▸ **AIM**
Swap "tattoo" for "bandage" in the material below, and reproduce the rest without any change.

(Labeled area outline items)
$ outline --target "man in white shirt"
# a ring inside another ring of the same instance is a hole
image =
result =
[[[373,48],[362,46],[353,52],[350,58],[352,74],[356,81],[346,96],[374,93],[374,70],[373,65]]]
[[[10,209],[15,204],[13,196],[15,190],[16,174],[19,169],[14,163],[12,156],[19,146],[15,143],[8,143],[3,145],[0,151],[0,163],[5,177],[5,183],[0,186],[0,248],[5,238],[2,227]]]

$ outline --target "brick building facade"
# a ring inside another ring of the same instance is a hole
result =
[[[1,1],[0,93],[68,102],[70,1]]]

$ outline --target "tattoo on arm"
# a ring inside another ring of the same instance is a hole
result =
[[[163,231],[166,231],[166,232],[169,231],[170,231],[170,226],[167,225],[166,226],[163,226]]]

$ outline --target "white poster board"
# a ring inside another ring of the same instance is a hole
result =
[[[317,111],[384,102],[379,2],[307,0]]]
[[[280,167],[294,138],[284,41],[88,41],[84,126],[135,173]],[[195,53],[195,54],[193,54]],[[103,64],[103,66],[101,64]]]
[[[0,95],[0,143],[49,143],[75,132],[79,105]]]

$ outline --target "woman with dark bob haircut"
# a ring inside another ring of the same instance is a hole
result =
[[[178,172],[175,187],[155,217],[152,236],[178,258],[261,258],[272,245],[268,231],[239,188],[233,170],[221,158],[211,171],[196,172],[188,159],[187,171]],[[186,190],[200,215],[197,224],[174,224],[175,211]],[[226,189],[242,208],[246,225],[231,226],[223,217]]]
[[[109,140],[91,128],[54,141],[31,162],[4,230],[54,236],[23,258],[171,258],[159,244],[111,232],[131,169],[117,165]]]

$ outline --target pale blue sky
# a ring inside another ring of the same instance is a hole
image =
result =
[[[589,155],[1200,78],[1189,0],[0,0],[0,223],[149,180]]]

▸ **ANSWER TO THE EXERCISE**
$ outline --target "man in white shirt"
# a ring inside another ring of the same instance is a hole
image =
result =
[[[373,48],[362,46],[353,52],[350,58],[352,74],[356,81],[346,96],[374,93],[374,70],[373,65]]]
[[[10,209],[15,204],[13,196],[15,190],[16,174],[19,169],[14,163],[12,156],[19,146],[15,143],[8,143],[3,145],[0,151],[0,163],[5,177],[5,183],[0,186],[0,248],[5,238],[2,227]]]

$ outline --target "brick building facade"
# a ring inside another ring of the same instance is a hole
result =
[[[1,1],[0,93],[68,102],[70,1]]]

$ outline --target "bandage on arm"
# a ring inside another ring of the same instance is a hole
result =
[[[163,231],[166,231],[166,232],[169,231],[170,231],[170,226],[167,225],[166,226],[163,226]]]

$ outline --target "white poster board"
# a ring inside another ring of the same instance is a hole
result =
[[[317,111],[384,102],[379,2],[307,0]]]
[[[280,167],[294,138],[284,41],[88,41],[84,126],[135,173]],[[195,53],[195,54],[193,54]],[[103,64],[103,66],[101,64]]]
[[[0,95],[0,143],[49,143],[75,132],[79,105]]]

$ outline --target "woman with dark bob haircut"
# a ring inside another ring of the same instance is a hole
result =
[[[178,172],[175,187],[155,217],[152,236],[178,258],[261,258],[272,245],[268,231],[239,188],[233,170],[221,158],[211,171],[196,172],[188,159],[187,171]],[[186,190],[200,215],[197,224],[174,224],[175,211]],[[226,189],[242,208],[246,225],[231,226],[223,217]]]
[[[109,140],[91,128],[54,141],[31,162],[4,230],[54,236],[23,258],[171,258],[159,244],[111,232],[131,169],[117,165]]]

$ outline --target pale blue sky
# a ring inside another ring of the same instance is a hole
image =
result =
[[[589,155],[1200,78],[1189,0],[0,0],[0,223],[149,180]]]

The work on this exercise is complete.